BRIEF » Copy out all of the material below exactly as it appears, leaving out the pictures.

** BEGIN RECORDS PROVIDED **

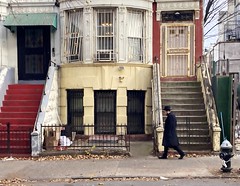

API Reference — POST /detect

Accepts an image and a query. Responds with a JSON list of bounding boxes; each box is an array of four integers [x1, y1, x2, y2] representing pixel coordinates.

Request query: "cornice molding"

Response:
[[157, 0, 200, 12]]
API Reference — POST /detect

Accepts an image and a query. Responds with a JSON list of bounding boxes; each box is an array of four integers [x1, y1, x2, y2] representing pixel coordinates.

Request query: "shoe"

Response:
[[158, 156, 167, 159], [178, 153, 186, 160]]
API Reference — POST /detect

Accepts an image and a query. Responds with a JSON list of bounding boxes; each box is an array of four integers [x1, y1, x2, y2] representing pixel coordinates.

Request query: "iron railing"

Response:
[[41, 125, 130, 152]]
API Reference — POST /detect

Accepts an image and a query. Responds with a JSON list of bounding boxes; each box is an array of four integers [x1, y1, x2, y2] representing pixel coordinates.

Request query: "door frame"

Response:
[[17, 26, 51, 80]]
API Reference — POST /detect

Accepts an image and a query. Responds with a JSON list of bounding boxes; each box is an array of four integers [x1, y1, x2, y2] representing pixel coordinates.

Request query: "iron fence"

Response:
[[0, 123, 32, 156], [41, 125, 130, 152]]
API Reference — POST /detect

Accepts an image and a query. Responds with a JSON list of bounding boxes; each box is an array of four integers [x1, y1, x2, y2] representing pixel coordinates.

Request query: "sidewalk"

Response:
[[0, 155, 240, 180]]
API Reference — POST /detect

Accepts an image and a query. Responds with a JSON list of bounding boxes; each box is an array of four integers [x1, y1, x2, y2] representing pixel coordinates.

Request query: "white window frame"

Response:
[[94, 8, 116, 61], [127, 9, 145, 63], [64, 9, 84, 62]]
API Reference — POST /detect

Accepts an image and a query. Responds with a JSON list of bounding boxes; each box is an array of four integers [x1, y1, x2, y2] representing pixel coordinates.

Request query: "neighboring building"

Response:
[[207, 1, 240, 150]]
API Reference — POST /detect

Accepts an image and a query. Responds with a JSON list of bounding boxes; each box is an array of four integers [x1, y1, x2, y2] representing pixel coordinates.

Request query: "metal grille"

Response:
[[127, 91, 145, 134], [67, 90, 84, 134], [64, 10, 83, 61], [128, 10, 144, 62], [94, 91, 116, 134], [96, 9, 115, 61], [41, 124, 130, 153]]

** END RECORDS PROVIDED **

WRITTEN ANSWER »
API Reference — POST /detect

Accepts an image and a query. Responds with a JSON list of bounding boxes; each box is an array of four integers [x1, y1, x2, y2] representing pixel coordinates.

Request query: "cornice molding"

Response:
[[157, 0, 200, 12]]
API Reference — POST /detect

Accepts an image and a query. Responds with a JSON list of bounding boxes; each box is an array of four integers [x1, y1, x2, y2] representing pixel coordinates.

Request query: "shoe"

Response:
[[158, 156, 167, 159], [178, 153, 186, 160]]
API Reference — POST /detect

Accepts an image and a query. Responds with a JSON list of bounding boxes; each box is an array of four integers [x1, y1, x2, y2] representing pixel coordinates.

Request query: "iron railing"

Response:
[[41, 125, 130, 152]]
API Reference — POST /detect

Accepts an image and a query. Responds with a JSON list of bounding boxes; each box is an array of four integers [x1, y1, x2, y2] representing pixel coordinates.

Request query: "door frame"

Response:
[[17, 26, 51, 80]]
API Reference — POST /detect

Accepts an image and a query. Responds with a JSON list of bounding boxes; each box is an array of four integers [x1, y1, x2, y2] representing pixel coordinates.

Request query: "iron fence"

Response:
[[0, 123, 32, 156], [41, 125, 130, 152]]
API Reference — POST /detect

Accepts an image and a query. Responds with a JSON list of bounding boxes; each box is an array of four integers [x1, y1, x2, y2] representing pixel coordinates.

Request query: "sidewalk"

Response:
[[0, 155, 240, 180]]
API Reference — POST /detect

Accepts an image and a query. Responds with a JSON list of bounding boxes; each box is an array of four integers [x1, y1, x2, y2] representing pixel coordinates.

Request query: "white window frame"

Response:
[[94, 8, 116, 61], [127, 9, 145, 63], [64, 9, 84, 62]]
API Reference — POST /detect

Accepts an image and a query. Responds with a JSON list of bounding boxes; each box is an array of four integers [x1, y1, x2, y2] representing pixel coordinates.

Request query: "neighboring building"

Response:
[[207, 1, 240, 150]]
API Reference — POST /detect

Accepts an image and a query. Responds with a JSON list of bounding boxes; each box is an array of four integers [x1, y1, x2, y2] representing pixel coordinates.

Request query: "metal grille"

Response:
[[127, 91, 145, 134], [67, 90, 84, 134], [64, 10, 83, 61], [128, 10, 144, 62], [94, 91, 116, 134], [96, 9, 115, 61], [41, 124, 130, 153]]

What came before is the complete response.